>>
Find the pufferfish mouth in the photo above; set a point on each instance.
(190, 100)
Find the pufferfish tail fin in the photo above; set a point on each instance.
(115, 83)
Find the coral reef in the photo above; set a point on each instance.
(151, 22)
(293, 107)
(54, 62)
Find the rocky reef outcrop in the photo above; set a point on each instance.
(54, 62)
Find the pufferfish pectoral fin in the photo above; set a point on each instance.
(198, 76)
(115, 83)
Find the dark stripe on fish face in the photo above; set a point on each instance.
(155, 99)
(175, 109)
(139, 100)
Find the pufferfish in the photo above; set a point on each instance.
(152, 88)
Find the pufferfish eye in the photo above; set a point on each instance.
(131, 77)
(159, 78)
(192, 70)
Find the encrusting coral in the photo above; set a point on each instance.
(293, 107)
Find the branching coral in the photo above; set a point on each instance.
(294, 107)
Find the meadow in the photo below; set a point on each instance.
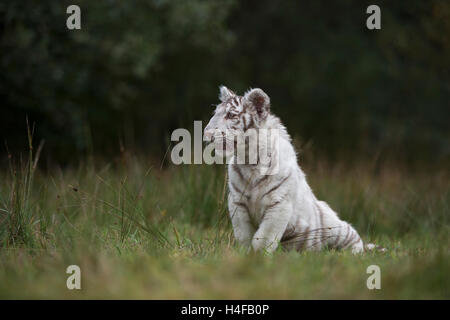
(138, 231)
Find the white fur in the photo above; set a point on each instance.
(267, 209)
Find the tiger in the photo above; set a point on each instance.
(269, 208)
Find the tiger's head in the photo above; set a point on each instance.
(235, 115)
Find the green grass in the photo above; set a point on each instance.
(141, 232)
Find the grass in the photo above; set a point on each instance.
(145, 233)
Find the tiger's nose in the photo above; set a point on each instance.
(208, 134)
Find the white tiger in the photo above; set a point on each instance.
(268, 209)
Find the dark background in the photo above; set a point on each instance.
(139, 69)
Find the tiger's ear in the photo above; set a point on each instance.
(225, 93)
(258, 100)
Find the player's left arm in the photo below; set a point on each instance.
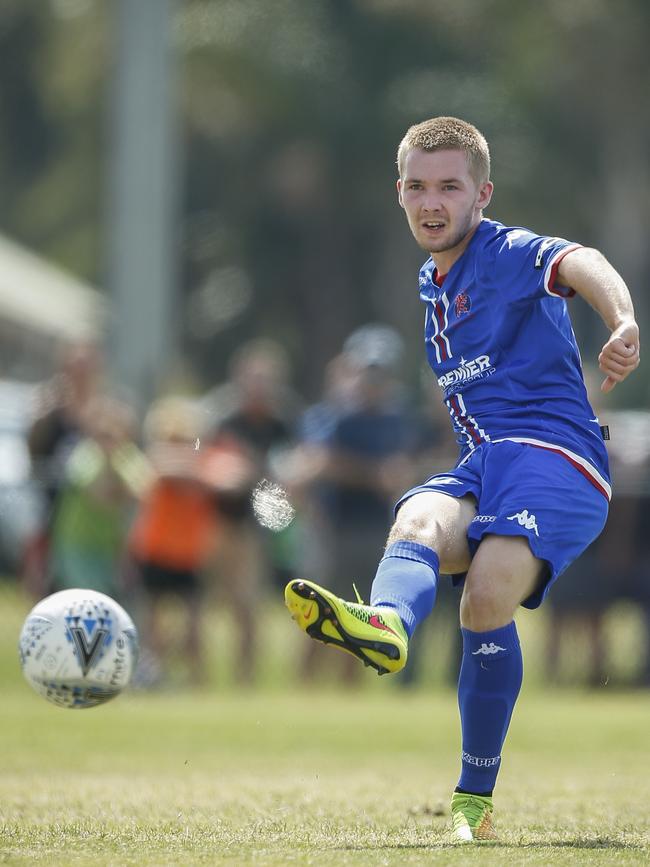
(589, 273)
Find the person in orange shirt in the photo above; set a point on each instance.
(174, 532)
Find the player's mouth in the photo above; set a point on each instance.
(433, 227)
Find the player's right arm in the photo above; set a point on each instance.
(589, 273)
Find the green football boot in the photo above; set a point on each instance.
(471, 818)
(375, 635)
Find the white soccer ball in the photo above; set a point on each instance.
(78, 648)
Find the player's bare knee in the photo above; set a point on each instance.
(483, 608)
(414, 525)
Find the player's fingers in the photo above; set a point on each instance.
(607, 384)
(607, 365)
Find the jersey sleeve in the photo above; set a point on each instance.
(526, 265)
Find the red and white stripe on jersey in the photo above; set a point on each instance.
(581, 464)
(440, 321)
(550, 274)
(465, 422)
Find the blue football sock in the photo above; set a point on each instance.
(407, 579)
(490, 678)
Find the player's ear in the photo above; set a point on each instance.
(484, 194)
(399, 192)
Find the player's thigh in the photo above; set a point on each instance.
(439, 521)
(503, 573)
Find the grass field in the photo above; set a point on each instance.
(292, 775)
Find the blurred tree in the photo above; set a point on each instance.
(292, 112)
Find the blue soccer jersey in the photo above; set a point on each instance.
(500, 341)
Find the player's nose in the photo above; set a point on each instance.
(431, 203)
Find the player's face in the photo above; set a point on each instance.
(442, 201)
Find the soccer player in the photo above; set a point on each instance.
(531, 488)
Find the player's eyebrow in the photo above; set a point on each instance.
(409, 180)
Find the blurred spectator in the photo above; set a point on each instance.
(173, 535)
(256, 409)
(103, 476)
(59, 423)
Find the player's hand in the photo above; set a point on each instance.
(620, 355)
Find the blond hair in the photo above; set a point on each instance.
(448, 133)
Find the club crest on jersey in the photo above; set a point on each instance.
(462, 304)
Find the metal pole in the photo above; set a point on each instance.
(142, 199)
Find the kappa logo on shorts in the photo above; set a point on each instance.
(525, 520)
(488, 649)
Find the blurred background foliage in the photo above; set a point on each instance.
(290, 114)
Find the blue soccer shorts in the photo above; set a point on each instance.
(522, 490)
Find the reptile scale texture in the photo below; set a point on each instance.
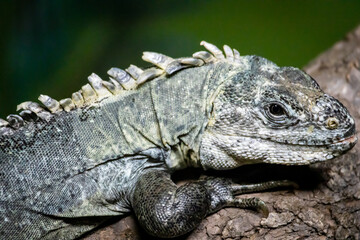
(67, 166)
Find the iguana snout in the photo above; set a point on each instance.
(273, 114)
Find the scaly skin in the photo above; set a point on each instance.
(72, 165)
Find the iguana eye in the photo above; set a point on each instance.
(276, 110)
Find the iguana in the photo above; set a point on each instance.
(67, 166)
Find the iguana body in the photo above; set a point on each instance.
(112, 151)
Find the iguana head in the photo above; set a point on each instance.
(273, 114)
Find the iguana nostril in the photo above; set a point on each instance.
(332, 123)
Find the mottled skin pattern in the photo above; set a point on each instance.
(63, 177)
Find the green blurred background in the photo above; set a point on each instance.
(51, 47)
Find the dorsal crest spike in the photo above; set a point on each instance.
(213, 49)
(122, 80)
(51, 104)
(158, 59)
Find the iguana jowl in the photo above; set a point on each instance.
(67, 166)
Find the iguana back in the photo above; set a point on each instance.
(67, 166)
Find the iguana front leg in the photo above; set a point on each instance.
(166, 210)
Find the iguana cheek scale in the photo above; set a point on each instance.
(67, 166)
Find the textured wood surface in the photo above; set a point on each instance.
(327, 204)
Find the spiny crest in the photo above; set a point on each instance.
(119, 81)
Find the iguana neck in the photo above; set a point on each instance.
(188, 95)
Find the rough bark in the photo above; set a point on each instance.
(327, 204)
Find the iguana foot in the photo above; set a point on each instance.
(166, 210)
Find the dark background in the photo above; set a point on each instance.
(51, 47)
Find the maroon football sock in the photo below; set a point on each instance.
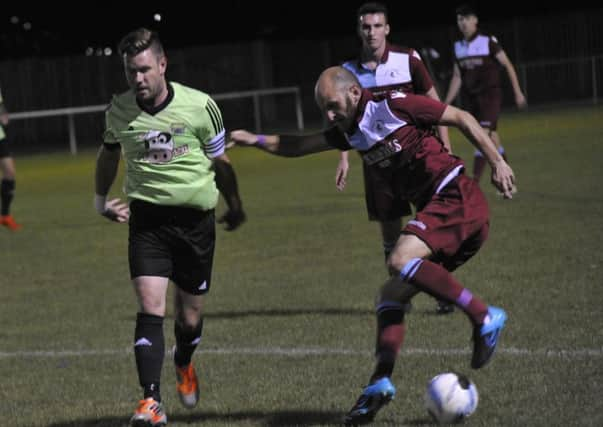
<<
>>
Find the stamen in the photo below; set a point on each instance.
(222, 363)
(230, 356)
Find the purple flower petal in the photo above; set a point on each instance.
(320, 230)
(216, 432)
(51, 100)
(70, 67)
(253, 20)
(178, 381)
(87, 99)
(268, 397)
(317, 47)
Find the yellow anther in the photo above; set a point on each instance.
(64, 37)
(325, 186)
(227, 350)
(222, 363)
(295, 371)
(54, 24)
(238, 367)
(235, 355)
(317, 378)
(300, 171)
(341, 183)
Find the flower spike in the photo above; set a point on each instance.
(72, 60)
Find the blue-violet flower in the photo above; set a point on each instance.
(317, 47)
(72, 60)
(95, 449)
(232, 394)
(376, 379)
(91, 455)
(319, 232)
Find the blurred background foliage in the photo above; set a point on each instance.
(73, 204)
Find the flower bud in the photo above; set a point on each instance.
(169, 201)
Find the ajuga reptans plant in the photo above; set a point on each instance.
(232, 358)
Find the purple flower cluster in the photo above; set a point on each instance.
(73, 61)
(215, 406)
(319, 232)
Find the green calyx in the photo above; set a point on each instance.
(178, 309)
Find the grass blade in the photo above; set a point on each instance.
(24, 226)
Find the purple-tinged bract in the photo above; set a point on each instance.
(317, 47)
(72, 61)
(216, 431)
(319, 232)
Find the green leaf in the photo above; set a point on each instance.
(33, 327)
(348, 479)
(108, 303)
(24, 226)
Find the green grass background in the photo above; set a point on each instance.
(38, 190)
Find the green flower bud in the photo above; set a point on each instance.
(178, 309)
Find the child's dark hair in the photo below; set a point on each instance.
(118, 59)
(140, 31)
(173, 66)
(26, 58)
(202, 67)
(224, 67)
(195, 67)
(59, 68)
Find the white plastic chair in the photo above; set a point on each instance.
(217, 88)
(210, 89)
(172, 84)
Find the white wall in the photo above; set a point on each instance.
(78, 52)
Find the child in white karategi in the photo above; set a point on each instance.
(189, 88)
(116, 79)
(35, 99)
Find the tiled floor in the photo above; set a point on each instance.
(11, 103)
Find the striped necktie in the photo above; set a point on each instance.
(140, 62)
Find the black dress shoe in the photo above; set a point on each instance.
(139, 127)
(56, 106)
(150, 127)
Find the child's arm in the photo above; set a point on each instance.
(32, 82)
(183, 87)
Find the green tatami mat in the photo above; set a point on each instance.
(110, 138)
<<
> _Written exercise_:
Arrange the lines of the records above, from the one containing "Find the blue soccer shorts" down to the one containing "Find the maroon" (both included), as a JSON list of strings with one string per line and blank lines omitted. Leave the pictures out.

> _Task result_:
[
  "Find the blue soccer shorts in the photo above; set a point on each instance.",
  "(522, 490)",
  "Find the reptile scale texture in the photo below; set a point on each instance.",
  "(67, 166)",
  "Find the iguana snout in the photo above; set a point on each instance.",
  "(273, 114)",
  "Find the scaly skin in the photo above; set a point on each instance.",
  "(72, 165)",
  "Find the iguana eye in the photo above; set a point on each instance.",
  "(276, 110)",
  "Find the iguana in the photo above; set a point on each instance.",
  "(67, 166)",
  "Find the iguana body in the photo above; set a point on each instance.",
  "(112, 151)",
  "Find the iguana head in the photo above; set a point on each instance.",
  "(273, 114)",
  "Find the iguana nostril in the photo above; set a point on each instance.",
  "(332, 123)",
  "Find the mottled skin pattern in the photo above; set a point on each instance.",
  "(63, 177)",
  "Find the green blurred background in the photo above; set a point on each instance.",
  "(51, 47)",
  "Find the dorsal crest spike in the photo above; set a point on each instance.",
  "(213, 49)",
  "(122, 80)",
  "(51, 104)",
  "(158, 59)",
  "Find the iguana jowl in the photo above; set a point on each instance.",
  "(67, 166)",
  "Find the iguana back in the photo above; set a point on each instance.",
  "(67, 166)",
  "Find the iguana front leg in the photo above; set a point on each instance.",
  "(166, 210)",
  "Find the iguana cheek scale in the photo above; set a point on each instance.",
  "(67, 166)",
  "Find the textured wood surface in the photo above; set a point on each instance.",
  "(327, 204)",
  "Find the spiny crest in the photo above; set a point on each instance.",
  "(119, 81)",
  "Find the iguana neck in the photo above; set a point on each instance.",
  "(188, 95)",
  "Find the rough bark in the photo above; set a point on each instance.",
  "(327, 204)",
  "Find the iguana foot in the photo above; set a point on each instance.",
  "(166, 210)",
  "Find the dark background in the photo above; set a point on each instance.",
  "(51, 47)",
  "Find the maroon football sock in the photo below; set a point on each instance."
]